Region labeling entries:
╭──

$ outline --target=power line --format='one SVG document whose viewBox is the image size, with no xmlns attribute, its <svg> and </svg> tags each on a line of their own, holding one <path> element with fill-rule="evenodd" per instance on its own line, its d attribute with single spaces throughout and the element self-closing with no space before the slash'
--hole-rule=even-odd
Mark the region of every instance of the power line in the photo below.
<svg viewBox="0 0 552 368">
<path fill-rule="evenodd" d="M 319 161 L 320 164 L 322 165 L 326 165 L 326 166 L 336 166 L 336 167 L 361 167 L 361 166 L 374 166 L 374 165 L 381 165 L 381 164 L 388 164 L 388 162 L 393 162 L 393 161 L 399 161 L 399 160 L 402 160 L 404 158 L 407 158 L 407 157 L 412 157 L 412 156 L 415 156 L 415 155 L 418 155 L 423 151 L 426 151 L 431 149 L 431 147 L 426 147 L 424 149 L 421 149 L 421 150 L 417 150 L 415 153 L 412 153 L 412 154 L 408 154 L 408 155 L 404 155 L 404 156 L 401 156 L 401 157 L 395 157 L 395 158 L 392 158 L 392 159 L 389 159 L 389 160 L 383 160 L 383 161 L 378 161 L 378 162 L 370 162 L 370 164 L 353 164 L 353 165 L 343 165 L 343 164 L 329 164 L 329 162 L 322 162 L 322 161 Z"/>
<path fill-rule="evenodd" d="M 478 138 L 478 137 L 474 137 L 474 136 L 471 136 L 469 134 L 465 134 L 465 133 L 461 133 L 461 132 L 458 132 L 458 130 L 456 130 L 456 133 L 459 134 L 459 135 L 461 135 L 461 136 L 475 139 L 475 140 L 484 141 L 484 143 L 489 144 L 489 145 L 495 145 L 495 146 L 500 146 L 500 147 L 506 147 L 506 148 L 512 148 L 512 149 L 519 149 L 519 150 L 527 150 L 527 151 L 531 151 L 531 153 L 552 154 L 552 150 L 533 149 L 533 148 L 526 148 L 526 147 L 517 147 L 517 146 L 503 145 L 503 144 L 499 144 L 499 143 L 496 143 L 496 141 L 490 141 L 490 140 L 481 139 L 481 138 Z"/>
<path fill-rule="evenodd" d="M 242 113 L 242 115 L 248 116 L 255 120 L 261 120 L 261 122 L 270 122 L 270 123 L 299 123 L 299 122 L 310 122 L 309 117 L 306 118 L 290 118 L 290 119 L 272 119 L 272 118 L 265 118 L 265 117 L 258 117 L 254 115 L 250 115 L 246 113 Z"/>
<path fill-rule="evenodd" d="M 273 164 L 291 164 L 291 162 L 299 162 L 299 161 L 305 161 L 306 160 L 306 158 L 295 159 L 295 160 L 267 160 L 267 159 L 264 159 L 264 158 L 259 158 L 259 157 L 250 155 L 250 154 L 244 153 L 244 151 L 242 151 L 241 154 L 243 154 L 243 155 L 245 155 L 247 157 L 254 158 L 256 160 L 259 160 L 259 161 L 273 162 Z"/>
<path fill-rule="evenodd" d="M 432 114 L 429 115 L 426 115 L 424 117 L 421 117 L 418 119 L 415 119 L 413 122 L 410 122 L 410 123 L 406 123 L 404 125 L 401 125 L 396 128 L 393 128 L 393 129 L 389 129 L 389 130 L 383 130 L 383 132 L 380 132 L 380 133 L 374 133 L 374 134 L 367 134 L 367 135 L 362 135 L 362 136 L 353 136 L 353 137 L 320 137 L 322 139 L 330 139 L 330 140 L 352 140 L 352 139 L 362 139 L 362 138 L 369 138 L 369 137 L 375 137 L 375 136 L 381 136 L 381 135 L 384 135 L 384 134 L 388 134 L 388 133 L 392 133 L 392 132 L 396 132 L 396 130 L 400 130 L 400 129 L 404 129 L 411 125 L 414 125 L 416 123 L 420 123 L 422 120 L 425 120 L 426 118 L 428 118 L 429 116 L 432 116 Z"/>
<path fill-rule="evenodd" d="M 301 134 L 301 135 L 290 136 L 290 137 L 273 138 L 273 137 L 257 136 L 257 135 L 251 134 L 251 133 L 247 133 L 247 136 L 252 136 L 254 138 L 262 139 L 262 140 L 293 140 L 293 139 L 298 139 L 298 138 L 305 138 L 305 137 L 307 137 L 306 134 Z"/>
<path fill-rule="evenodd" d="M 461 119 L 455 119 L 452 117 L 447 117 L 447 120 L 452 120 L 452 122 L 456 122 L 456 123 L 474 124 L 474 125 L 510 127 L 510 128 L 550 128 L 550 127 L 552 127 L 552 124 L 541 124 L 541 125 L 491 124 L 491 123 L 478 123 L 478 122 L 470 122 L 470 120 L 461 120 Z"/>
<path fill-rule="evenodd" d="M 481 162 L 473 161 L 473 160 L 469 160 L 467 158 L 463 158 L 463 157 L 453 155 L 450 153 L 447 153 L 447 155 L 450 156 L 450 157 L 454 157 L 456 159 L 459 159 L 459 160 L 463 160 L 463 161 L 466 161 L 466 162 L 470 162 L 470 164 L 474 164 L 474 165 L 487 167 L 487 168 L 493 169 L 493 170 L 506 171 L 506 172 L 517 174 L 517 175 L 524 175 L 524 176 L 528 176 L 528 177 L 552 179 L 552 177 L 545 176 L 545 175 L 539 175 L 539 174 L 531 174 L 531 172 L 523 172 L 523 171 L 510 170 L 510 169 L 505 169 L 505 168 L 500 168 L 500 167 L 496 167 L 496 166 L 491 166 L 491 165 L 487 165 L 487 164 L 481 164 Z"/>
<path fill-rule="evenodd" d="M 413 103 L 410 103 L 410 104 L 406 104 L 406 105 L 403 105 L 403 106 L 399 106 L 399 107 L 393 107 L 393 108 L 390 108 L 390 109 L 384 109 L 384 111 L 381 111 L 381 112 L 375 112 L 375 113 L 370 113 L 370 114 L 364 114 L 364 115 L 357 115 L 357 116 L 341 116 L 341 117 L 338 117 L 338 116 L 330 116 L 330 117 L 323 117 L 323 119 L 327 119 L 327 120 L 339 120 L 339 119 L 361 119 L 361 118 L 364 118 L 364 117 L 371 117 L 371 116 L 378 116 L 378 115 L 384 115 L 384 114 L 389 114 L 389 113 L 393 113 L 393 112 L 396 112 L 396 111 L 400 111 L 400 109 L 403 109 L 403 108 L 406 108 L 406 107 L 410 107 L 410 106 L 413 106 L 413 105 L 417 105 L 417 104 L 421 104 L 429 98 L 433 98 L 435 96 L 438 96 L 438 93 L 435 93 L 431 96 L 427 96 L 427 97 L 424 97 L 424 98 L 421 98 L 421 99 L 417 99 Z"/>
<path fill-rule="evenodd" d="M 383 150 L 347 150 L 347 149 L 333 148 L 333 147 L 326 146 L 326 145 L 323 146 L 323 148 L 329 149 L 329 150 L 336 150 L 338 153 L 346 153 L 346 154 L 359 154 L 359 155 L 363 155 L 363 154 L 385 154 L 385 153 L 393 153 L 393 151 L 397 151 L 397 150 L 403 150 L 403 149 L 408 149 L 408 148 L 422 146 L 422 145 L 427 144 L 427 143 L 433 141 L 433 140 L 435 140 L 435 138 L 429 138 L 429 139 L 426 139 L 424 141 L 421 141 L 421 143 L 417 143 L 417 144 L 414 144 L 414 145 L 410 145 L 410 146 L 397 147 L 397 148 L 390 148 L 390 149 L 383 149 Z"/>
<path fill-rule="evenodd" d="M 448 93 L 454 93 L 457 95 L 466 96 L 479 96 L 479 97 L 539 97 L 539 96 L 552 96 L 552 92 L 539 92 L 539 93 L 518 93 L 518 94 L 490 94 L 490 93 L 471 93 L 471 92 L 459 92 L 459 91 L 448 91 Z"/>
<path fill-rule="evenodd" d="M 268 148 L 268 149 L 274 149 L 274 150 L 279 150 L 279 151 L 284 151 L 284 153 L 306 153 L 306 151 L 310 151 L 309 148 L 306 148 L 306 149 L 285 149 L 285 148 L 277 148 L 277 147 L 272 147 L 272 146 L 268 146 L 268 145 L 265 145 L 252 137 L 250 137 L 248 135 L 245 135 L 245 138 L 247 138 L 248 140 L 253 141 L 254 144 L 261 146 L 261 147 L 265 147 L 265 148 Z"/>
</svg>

╰──

*GIVEN TASK*: Copy the lines above exactly, starting with the very first line and ending with the line that contains "Mark the region", both included.

*SOLUTION*:
$ outline --target=power line --format='one SVG document whose viewBox is the image size, with no xmlns attribute, its <svg> and </svg> tags each on a line of their own, holding one <path> element with fill-rule="evenodd" per instance on its own line, its d attribute with single spaces throughout and the element self-closing with no space before the slash'
--hole-rule=even-odd
Mark the region of every instance of the power line in the photo below.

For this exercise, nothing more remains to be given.